Almost all individuals with dyskeratosis congenita ultimately develop bone marrow failure resulting in a deficiency of white blood cells, red blood cells, and platelets. This can lead to a number of symptoms, including anemia, frequent infections, and frequent or excessive bruising and bleeding.
Individuals with the disease are also predisposed to developing leukemia and malignant tumor, especially cancers of the skin. Patients who develop the condition later in life often develop pulmonary fibrosis, which causes decreased lung function and difficulty breathing.
Six different gene mutations have been identified as causing dyskeratosis congenita. One mutation involves the X chromosome. Females are born with two X chromosomes; however, one is inactivated. Females can be carriers of X-linked dyskeratosis congenita, but they normally will not develop symptoms since it is typically the abnormal X chromosome that is inactivated. Since males only have one X chromosome, they will develop the disease.
Mutations involving chromosomes 3, 5, and 14 account for some instances of autosomal dominant dyskeratosis congenita. An autosomal dominant defect only requires one copy of the mutated gene to be inherited for the disease to occur. Either parent can pass along the mutation, and each child has a 50 percent chance of inheriting the mutation.

Supplied material ▸
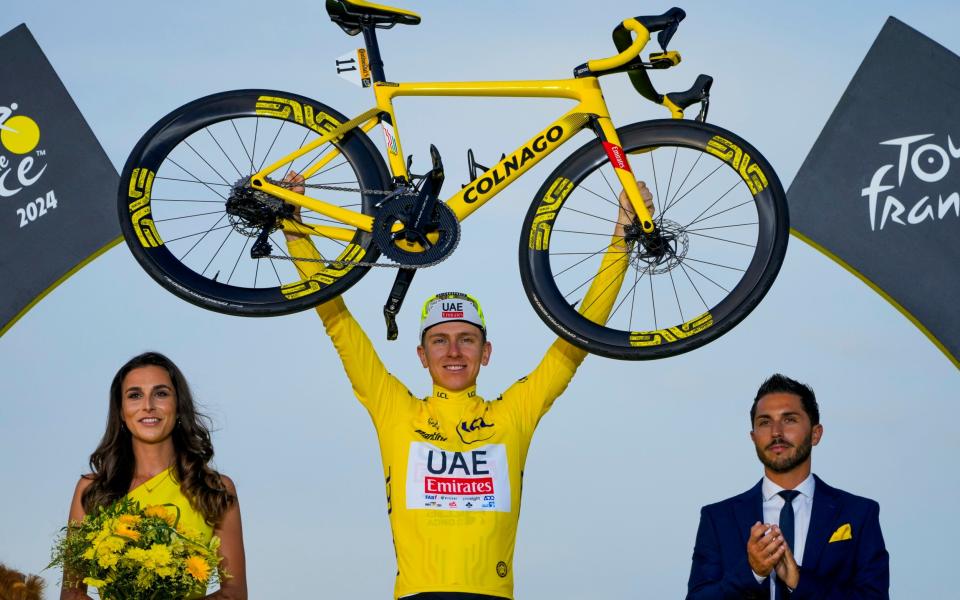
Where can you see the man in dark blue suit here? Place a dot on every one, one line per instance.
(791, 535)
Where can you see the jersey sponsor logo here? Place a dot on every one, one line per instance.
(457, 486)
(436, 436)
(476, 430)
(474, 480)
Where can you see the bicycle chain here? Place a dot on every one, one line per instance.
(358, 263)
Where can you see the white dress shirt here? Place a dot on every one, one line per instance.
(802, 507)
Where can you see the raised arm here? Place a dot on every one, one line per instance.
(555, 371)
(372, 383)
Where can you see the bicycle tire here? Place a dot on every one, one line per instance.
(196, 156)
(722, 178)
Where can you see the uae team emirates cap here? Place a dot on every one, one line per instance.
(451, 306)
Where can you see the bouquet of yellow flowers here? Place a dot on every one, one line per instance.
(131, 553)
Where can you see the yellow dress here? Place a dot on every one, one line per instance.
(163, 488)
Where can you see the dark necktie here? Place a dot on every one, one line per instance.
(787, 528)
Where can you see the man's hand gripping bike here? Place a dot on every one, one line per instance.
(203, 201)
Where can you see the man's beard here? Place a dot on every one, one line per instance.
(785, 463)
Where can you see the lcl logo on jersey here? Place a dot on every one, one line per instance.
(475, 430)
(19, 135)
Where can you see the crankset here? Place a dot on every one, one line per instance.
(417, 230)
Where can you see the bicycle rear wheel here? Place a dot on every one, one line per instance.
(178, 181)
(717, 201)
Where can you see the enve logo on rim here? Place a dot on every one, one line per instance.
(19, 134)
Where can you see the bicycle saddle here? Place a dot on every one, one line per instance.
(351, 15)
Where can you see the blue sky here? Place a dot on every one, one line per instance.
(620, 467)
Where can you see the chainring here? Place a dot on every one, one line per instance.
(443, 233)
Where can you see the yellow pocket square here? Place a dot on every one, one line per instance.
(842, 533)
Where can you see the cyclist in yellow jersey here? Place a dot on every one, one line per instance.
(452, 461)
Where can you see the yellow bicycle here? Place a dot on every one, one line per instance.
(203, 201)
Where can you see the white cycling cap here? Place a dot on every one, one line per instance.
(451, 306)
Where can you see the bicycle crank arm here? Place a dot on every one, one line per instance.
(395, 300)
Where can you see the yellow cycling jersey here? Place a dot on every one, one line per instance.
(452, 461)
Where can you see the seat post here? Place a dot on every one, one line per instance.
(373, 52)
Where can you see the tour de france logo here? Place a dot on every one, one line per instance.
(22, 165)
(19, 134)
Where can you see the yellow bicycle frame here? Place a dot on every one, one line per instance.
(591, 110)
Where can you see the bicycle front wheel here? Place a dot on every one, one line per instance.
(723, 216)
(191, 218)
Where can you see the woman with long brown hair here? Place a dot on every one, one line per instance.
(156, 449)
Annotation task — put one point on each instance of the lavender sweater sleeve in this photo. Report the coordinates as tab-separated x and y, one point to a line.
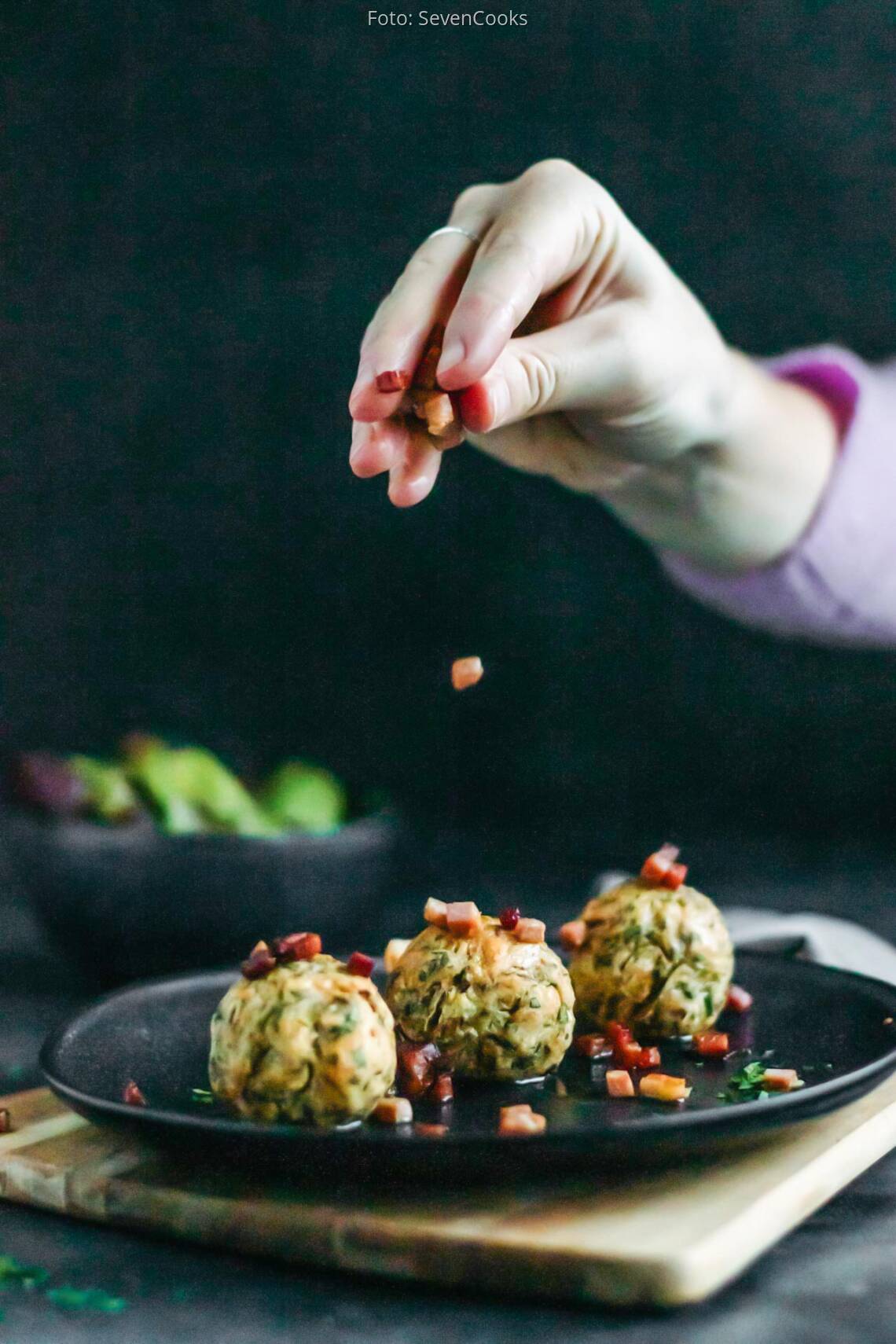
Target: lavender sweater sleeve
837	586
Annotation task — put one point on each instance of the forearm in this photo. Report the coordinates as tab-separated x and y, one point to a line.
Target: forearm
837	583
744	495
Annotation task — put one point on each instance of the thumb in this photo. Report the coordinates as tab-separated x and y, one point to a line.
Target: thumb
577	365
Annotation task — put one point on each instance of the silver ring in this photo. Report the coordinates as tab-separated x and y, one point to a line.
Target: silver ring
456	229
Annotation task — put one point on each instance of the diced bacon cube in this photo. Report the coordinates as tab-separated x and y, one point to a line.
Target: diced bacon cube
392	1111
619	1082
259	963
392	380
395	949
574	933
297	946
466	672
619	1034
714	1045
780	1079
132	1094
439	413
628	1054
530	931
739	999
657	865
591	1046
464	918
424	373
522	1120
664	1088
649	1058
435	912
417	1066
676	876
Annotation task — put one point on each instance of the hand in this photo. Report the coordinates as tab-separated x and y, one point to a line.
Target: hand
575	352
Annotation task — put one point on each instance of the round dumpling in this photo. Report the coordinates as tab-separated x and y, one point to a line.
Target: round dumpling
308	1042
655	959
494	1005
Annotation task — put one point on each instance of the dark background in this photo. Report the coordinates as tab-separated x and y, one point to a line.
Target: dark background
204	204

Task prompt ▸ Retype the whole text on dyskeratosis congenita word for word.

Output of the exercise ▸
Almost all individuals with dyskeratosis congenita ultimately develop bone marrow failure resulting in a deficiency of white blood cells, red blood cells, and platelets. This can lead to a number of symptoms, including anemia, frequent infections, and frequent or excessive bruising and bleeding.
Individuals with the disease are also predisposed to developing leukemia and malignant tumor, especially cancers of the skin. Patients who develop the condition later in life often develop pulmonary fibrosis, which causes decreased lung function and difficulty breathing.
Six different gene mutations have been identified as causing dyskeratosis congenita. One mutation involves the X chromosome. Females are born with two X chromosomes; however, one is inactivated. Females can be carriers of X-linked dyskeratosis congenita, but they normally will not develop symptoms since it is typically the abnormal X chromosome that is inactivated. Since males only have one X chromosome, they will develop the disease.
Mutations involving chromosomes 3, 5, and 14 account for some instances of autosomal dominant dyskeratosis congenita. An autosomal dominant defect only requires one copy of the mutated gene to be inherited for the disease to occur. Either parent can pass along the mutation, and each child has a 50 percent chance of inheriting the mutation.